<<<<
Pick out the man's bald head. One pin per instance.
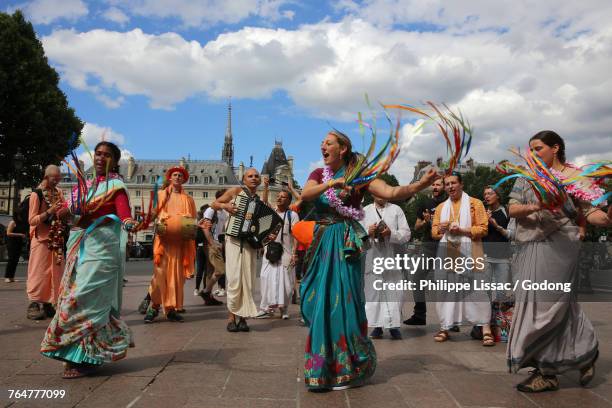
(249, 171)
(251, 179)
(52, 170)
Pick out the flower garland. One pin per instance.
(584, 193)
(56, 228)
(336, 203)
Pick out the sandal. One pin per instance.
(488, 340)
(441, 336)
(72, 372)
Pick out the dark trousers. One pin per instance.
(13, 246)
(420, 305)
(200, 266)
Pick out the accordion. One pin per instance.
(253, 221)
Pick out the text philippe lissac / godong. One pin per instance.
(415, 263)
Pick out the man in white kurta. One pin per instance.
(278, 278)
(388, 231)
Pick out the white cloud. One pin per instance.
(92, 134)
(49, 11)
(115, 15)
(513, 70)
(208, 12)
(315, 165)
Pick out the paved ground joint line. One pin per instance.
(135, 400)
(452, 397)
(91, 392)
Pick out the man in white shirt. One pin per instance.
(214, 249)
(388, 231)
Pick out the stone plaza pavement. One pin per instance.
(199, 364)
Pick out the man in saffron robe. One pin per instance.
(45, 266)
(173, 255)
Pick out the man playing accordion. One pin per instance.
(240, 259)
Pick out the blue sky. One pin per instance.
(156, 75)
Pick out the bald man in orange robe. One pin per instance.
(173, 256)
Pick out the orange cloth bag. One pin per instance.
(303, 232)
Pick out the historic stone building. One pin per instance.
(206, 177)
(422, 166)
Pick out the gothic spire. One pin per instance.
(227, 154)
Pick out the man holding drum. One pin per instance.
(173, 249)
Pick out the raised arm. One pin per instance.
(266, 192)
(312, 189)
(381, 189)
(600, 218)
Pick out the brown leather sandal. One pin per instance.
(441, 336)
(488, 340)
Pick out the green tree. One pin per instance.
(34, 112)
(475, 181)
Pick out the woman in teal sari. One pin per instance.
(87, 329)
(338, 352)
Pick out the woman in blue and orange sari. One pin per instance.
(87, 329)
(338, 352)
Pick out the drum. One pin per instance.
(177, 227)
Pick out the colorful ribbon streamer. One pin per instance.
(453, 126)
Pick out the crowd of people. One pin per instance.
(80, 288)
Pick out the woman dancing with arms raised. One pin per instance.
(87, 329)
(550, 333)
(338, 352)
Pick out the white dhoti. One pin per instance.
(277, 282)
(240, 267)
(384, 307)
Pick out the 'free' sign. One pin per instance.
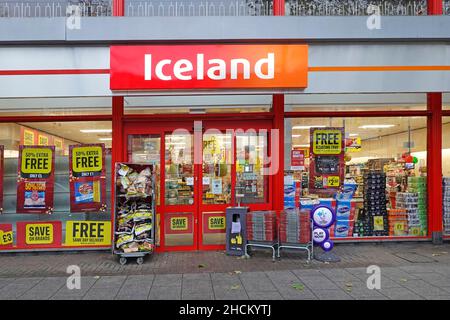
(87, 159)
(327, 141)
(36, 161)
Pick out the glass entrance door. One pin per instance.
(180, 181)
(192, 197)
(216, 187)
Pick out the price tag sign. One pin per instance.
(399, 226)
(415, 231)
(333, 181)
(378, 224)
(6, 237)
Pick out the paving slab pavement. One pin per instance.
(179, 277)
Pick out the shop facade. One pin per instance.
(231, 140)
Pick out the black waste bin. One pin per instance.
(236, 230)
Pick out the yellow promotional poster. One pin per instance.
(179, 223)
(88, 233)
(6, 237)
(327, 141)
(378, 224)
(333, 181)
(58, 143)
(353, 144)
(305, 151)
(87, 159)
(216, 222)
(28, 137)
(36, 161)
(414, 231)
(41, 233)
(43, 140)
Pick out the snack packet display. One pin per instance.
(134, 208)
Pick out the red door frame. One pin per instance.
(160, 127)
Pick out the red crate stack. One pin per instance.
(261, 226)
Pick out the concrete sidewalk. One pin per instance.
(408, 271)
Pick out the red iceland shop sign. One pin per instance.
(219, 66)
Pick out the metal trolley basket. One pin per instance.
(136, 207)
(262, 231)
(292, 231)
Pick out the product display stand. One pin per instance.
(261, 232)
(134, 217)
(294, 237)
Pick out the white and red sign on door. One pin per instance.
(297, 159)
(222, 66)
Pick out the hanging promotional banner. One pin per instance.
(39, 234)
(43, 140)
(88, 233)
(353, 144)
(35, 183)
(6, 236)
(2, 167)
(327, 160)
(297, 159)
(28, 137)
(216, 66)
(87, 177)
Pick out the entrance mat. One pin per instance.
(414, 257)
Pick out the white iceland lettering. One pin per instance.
(270, 61)
(221, 68)
(245, 65)
(215, 69)
(159, 72)
(182, 66)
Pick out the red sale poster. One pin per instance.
(6, 236)
(2, 166)
(87, 176)
(35, 182)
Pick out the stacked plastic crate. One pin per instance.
(446, 203)
(261, 226)
(417, 219)
(398, 222)
(295, 226)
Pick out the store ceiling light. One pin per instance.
(377, 126)
(96, 130)
(306, 127)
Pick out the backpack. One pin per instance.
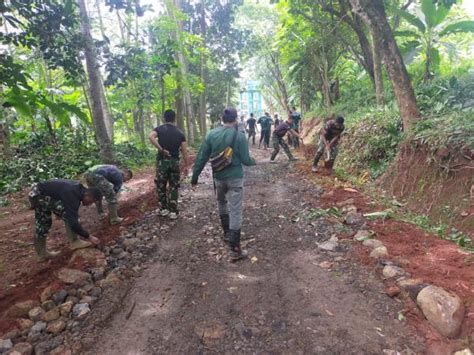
(224, 159)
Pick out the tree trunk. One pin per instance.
(95, 88)
(274, 66)
(122, 31)
(204, 74)
(179, 108)
(101, 21)
(4, 128)
(188, 104)
(373, 12)
(163, 100)
(378, 77)
(109, 123)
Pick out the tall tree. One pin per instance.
(378, 77)
(204, 70)
(95, 88)
(373, 12)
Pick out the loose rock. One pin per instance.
(379, 252)
(74, 277)
(36, 314)
(444, 310)
(65, 308)
(391, 271)
(46, 294)
(98, 273)
(22, 349)
(110, 280)
(372, 243)
(24, 324)
(90, 257)
(21, 309)
(48, 305)
(96, 292)
(56, 327)
(353, 218)
(60, 296)
(131, 243)
(329, 245)
(81, 310)
(5, 345)
(12, 334)
(363, 234)
(392, 291)
(51, 315)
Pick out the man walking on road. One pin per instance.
(63, 198)
(296, 127)
(328, 142)
(228, 176)
(276, 120)
(265, 123)
(109, 180)
(252, 128)
(278, 139)
(169, 141)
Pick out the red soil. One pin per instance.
(425, 256)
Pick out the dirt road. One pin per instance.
(289, 297)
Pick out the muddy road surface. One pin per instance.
(288, 297)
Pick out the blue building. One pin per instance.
(251, 99)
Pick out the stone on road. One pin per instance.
(190, 299)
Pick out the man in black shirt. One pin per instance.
(328, 141)
(63, 198)
(169, 141)
(277, 139)
(252, 128)
(109, 180)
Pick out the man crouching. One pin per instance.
(63, 198)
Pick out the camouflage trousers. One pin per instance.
(167, 182)
(44, 206)
(322, 149)
(277, 142)
(105, 187)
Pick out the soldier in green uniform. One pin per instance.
(265, 123)
(169, 141)
(295, 142)
(229, 182)
(278, 139)
(63, 198)
(109, 180)
(328, 142)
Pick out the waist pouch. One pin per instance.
(224, 159)
(34, 196)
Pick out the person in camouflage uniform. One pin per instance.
(328, 142)
(169, 141)
(63, 198)
(109, 180)
(278, 139)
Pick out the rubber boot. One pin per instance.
(41, 251)
(100, 210)
(236, 252)
(74, 241)
(225, 226)
(113, 215)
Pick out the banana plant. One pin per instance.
(427, 33)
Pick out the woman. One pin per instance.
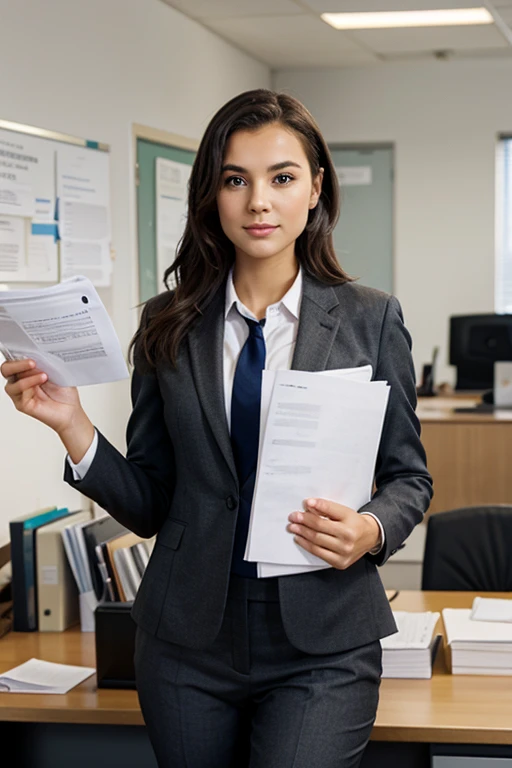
(232, 669)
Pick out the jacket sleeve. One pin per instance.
(136, 490)
(403, 483)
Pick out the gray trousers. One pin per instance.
(252, 699)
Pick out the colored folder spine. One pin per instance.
(24, 569)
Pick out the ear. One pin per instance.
(316, 188)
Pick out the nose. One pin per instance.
(259, 201)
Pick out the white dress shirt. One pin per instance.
(280, 334)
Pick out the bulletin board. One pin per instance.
(55, 213)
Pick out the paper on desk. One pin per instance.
(65, 329)
(328, 431)
(460, 628)
(36, 676)
(361, 373)
(491, 609)
(415, 630)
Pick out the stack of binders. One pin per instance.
(23, 532)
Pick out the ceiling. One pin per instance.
(289, 34)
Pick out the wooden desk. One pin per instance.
(452, 710)
(468, 455)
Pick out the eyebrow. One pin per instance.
(276, 167)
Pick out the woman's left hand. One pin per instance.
(337, 534)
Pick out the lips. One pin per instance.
(260, 230)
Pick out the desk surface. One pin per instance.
(442, 409)
(447, 708)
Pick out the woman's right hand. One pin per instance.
(32, 393)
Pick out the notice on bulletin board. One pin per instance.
(171, 210)
(84, 214)
(27, 177)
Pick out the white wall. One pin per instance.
(91, 69)
(443, 118)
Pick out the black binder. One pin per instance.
(96, 532)
(115, 645)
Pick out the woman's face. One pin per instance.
(266, 180)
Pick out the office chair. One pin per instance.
(469, 549)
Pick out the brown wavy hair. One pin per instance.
(205, 255)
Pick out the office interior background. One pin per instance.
(439, 97)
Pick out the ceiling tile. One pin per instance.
(216, 9)
(430, 39)
(363, 6)
(291, 41)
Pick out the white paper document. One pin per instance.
(65, 329)
(37, 676)
(415, 630)
(319, 439)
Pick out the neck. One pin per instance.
(262, 282)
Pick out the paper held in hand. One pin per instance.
(319, 437)
(67, 331)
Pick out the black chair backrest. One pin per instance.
(469, 549)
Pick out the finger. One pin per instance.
(323, 540)
(315, 522)
(328, 508)
(14, 367)
(30, 372)
(17, 389)
(325, 554)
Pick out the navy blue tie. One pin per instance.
(245, 433)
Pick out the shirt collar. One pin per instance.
(291, 300)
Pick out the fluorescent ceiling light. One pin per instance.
(440, 18)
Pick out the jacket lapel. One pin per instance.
(206, 346)
(317, 328)
(316, 334)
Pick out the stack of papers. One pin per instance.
(411, 651)
(478, 647)
(319, 437)
(36, 676)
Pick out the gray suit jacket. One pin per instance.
(179, 478)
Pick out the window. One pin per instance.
(503, 247)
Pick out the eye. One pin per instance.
(284, 178)
(234, 181)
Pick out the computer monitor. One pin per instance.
(476, 343)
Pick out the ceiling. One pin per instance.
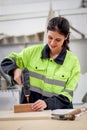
(24, 17)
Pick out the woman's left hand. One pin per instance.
(39, 105)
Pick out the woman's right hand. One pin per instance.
(17, 76)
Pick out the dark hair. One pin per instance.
(61, 25)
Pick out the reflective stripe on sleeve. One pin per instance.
(46, 80)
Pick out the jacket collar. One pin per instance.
(59, 59)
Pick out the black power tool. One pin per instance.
(26, 83)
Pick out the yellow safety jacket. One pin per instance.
(48, 77)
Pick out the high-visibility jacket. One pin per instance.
(48, 77)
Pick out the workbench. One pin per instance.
(39, 121)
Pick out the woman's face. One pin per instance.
(55, 41)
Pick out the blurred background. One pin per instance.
(23, 23)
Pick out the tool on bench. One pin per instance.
(26, 83)
(70, 115)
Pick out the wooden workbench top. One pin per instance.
(39, 121)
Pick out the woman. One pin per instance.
(54, 69)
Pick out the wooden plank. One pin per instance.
(10, 115)
(23, 108)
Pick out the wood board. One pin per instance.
(10, 115)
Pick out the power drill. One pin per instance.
(26, 83)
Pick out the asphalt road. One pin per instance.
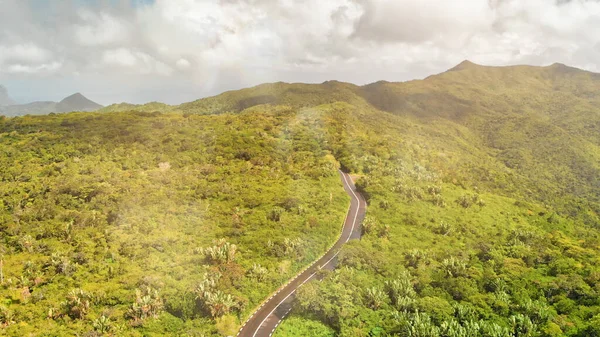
(266, 319)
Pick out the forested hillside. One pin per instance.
(154, 224)
(483, 216)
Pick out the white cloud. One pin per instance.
(212, 45)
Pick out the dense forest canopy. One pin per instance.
(483, 216)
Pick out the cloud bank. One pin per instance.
(181, 50)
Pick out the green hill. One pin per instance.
(483, 214)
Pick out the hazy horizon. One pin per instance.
(174, 52)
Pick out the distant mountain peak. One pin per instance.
(77, 102)
(466, 64)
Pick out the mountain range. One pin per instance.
(483, 209)
(75, 102)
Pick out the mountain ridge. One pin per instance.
(74, 102)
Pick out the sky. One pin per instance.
(175, 51)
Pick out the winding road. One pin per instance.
(266, 319)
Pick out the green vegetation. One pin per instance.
(148, 224)
(483, 215)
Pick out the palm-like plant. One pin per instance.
(219, 303)
(257, 272)
(414, 257)
(147, 304)
(454, 267)
(221, 252)
(102, 324)
(6, 317)
(401, 288)
(374, 298)
(77, 303)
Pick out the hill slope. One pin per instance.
(75, 102)
(483, 214)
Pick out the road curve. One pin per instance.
(266, 319)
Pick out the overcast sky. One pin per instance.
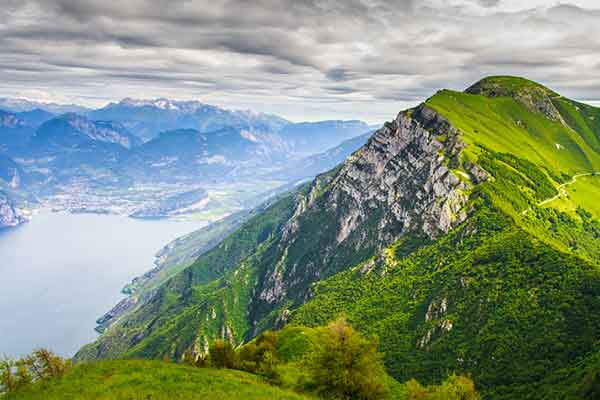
(302, 59)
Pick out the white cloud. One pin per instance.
(304, 59)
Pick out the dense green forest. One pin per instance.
(464, 236)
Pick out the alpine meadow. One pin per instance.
(450, 253)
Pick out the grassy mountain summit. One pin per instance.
(462, 234)
(139, 379)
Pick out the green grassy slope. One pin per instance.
(511, 296)
(143, 380)
(504, 125)
(584, 192)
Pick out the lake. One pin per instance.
(61, 271)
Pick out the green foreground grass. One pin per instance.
(156, 380)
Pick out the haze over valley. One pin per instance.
(299, 199)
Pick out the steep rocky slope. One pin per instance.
(438, 235)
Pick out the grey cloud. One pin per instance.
(298, 57)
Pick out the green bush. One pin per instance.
(41, 364)
(347, 366)
(261, 356)
(222, 355)
(453, 388)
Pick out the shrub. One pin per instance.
(261, 357)
(41, 364)
(347, 366)
(590, 386)
(453, 388)
(222, 355)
>>>>
Leave out every picture, and copy exactly the lines from the line that contains "Pick out the wood board." through the end of the material.

RESULT FOR THIS EXERCISE:
Pick out the wood board. One pin per instance.
(10, 115)
Pick out the power drill. One pin per instance.
(26, 83)
Pick out the asphalt road. One pin per instance.
(266, 319)
Pick out the forested hillside. One pin per instance.
(154, 224)
(483, 216)
Pick out the white cloud. One pin per instance.
(212, 45)
Pick out the dense forest canopy. One pin per instance.
(483, 216)
Pick out the cloud bank. One pin per instance.
(181, 50)
Pick out the green hill. One pin per instance.
(483, 214)
Pick out the hazy horizon. One pin per instance.
(174, 52)
Pick out the distant mountain peak. One pin per instance.
(77, 102)
(466, 64)
Pick out the mountain range. One pin per instance.
(483, 209)
(75, 102)
Pick out the mountain ridge. One pin per instance.
(74, 102)
Pick out the sky. One pin per instance.
(175, 51)
Pick out the winding road. One pin per instance.
(266, 319)
Pick out the green vegetation. One pin per instance.
(148, 224)
(483, 215)
Pick out the palm-like plant. One pin per instance.
(219, 303)
(257, 272)
(414, 257)
(147, 304)
(454, 267)
(221, 252)
(102, 324)
(6, 317)
(401, 288)
(374, 298)
(77, 303)
Pick out the hill slope. One pin per instance.
(75, 102)
(483, 214)
Pick out the road curve. One pin per instance.
(266, 319)
Pick out the overcast sky. One pin per instance.
(302, 59)
Pick out the white cloud. One pin per instance.
(304, 59)
Pick out the dense green forest. One pin per instance.
(464, 236)
Pick out the alpine meadow. One pin per instance.
(450, 253)
Pick out the grassy mountain summit. One pin per instance.
(462, 234)
(139, 379)
Pick out the green grassy slope. One pin per instance.
(511, 296)
(143, 380)
(504, 125)
(584, 192)
Pick out the lake. One pin per instance.
(61, 271)
Pick out the green foreground grass. One pin per instance.
(156, 380)
Pick out the haze over valley. One pin per instance.
(299, 199)
Pick out the steep rocky slope. One pin per instance.
(438, 235)
Pick out the grey cloud. One pin per instance.
(298, 57)
Pick out the green bush. One pin per instance.
(41, 364)
(347, 366)
(261, 356)
(222, 355)
(453, 388)
Pick out the shrub. One pin per instance.
(261, 357)
(41, 364)
(347, 366)
(590, 386)
(453, 388)
(222, 355)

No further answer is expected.